**WHAT YOU NEED TO DO:**
Word for word, restate the records that follow.

Segmentation mask data:
== Segment start ==
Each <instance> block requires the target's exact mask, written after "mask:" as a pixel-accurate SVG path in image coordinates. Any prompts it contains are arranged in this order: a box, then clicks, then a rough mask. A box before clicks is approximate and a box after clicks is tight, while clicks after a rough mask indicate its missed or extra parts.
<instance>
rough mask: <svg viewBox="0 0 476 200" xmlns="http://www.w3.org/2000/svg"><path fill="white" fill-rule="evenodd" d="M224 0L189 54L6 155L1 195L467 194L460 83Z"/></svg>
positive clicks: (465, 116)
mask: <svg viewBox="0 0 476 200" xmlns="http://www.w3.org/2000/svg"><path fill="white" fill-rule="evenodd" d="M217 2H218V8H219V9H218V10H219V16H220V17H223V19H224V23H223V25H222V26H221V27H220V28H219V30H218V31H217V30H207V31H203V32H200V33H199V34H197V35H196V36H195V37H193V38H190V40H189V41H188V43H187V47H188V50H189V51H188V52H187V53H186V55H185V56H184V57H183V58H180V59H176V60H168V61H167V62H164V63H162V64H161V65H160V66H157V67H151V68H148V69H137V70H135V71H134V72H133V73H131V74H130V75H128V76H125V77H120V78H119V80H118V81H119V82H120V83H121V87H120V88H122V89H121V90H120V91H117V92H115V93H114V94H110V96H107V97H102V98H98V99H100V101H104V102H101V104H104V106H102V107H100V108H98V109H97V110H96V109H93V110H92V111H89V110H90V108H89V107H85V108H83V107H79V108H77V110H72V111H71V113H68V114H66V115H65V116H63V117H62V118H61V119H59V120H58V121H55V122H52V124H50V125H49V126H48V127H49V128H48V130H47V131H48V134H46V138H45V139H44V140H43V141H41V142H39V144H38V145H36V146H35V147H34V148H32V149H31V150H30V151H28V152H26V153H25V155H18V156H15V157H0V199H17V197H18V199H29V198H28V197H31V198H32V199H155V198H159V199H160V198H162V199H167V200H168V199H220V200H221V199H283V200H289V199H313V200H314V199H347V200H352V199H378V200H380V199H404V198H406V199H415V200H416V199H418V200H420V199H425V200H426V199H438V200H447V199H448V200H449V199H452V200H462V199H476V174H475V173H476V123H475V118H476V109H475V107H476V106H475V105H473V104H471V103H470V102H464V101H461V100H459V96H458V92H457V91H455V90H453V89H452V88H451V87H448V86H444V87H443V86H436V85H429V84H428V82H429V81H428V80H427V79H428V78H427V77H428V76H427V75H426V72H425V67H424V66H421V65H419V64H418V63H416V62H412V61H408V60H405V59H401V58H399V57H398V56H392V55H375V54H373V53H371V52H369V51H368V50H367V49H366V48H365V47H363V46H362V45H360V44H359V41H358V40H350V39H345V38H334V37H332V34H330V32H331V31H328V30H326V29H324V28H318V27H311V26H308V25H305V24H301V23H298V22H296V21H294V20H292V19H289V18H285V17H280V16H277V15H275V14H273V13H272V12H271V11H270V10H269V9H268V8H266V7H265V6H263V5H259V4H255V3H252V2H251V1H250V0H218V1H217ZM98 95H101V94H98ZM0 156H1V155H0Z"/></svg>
== Segment end ==
**WRITTEN REPLY:**
Each <instance> block requires the target's exact mask, written after "mask:" as a pixel-accurate SVG path in image coordinates. Any prompts it contains are arranged in this order: a box, then clicks, then a rough mask. A box before clicks is approximate and a box after clicks is tight, while clicks after a rough mask indicate its missed or extra parts.
<instance>
rough mask: <svg viewBox="0 0 476 200" xmlns="http://www.w3.org/2000/svg"><path fill="white" fill-rule="evenodd" d="M224 0L189 54L6 155L1 195L467 194L460 83Z"/></svg>
positive clicks: (465, 116)
mask: <svg viewBox="0 0 476 200" xmlns="http://www.w3.org/2000/svg"><path fill="white" fill-rule="evenodd" d="M217 2H218V8H219V9H218V10H219V16H220V17H223V19H224V23H223V25H222V26H221V27H220V28H219V30H218V31H217V30H207V31H203V32H200V33H199V34H197V35H196V36H195V37H193V38H190V40H189V41H188V43H187V47H188V50H189V51H188V52H187V53H186V55H185V56H184V57H183V58H180V59H176V60H168V61H167V62H164V63H162V64H161V65H160V66H157V67H151V68H148V69H137V70H135V71H134V72H133V73H131V74H130V75H128V76H125V77H120V78H119V80H118V81H119V82H120V83H121V87H120V88H122V89H121V90H120V91H117V92H115V93H114V94H110V96H107V97H102V98H98V99H100V101H104V102H101V104H104V106H102V107H100V108H98V109H97V110H96V109H93V110H92V111H89V110H90V108H89V107H85V108H83V107H79V108H77V110H72V111H71V113H68V114H66V115H65V116H63V117H62V118H61V119H59V120H58V121H55V122H52V124H50V125H49V126H48V127H49V128H48V130H47V131H48V134H46V138H45V139H44V140H43V141H41V142H39V144H38V145H36V146H35V147H34V148H32V149H31V150H30V151H28V152H26V153H25V155H18V156H15V157H0V199H17V197H18V199H29V198H28V197H31V198H32V199H155V198H159V199H160V198H162V199H167V200H168V199H220V200H221V199H283V200H289V199H313V200H314V199H347V200H352V199H378V200H380V199H404V198H406V199H415V200H416V199H418V200H420V199H425V200H426V199H438V200H447V199H448V200H449V199H452V200H462V199H476V174H475V173H476V123H475V118H476V109H475V107H476V106H475V105H473V104H471V103H470V102H464V101H461V100H459V96H458V92H457V91H455V90H453V89H452V88H451V87H448V86H444V87H443V86H436V85H429V84H428V82H429V81H428V80H427V79H428V78H427V77H428V76H427V75H426V72H425V67H424V66H421V65H419V64H418V63H416V62H412V61H408V60H405V59H401V58H399V57H398V56H392V55H375V54H373V53H371V52H369V51H368V50H367V49H366V48H365V47H363V46H362V45H360V44H359V41H358V40H350V39H345V38H334V37H332V34H330V32H331V31H328V30H326V29H324V28H318V27H311V26H308V25H305V24H301V23H298V22H296V21H294V20H292V19H289V18H285V17H280V16H277V15H275V14H273V13H272V12H271V11H270V10H269V9H268V8H266V7H265V6H263V5H259V4H255V3H252V2H251V1H250V0H218V1H217ZM98 95H101V94H98ZM0 156H1V155H0Z"/></svg>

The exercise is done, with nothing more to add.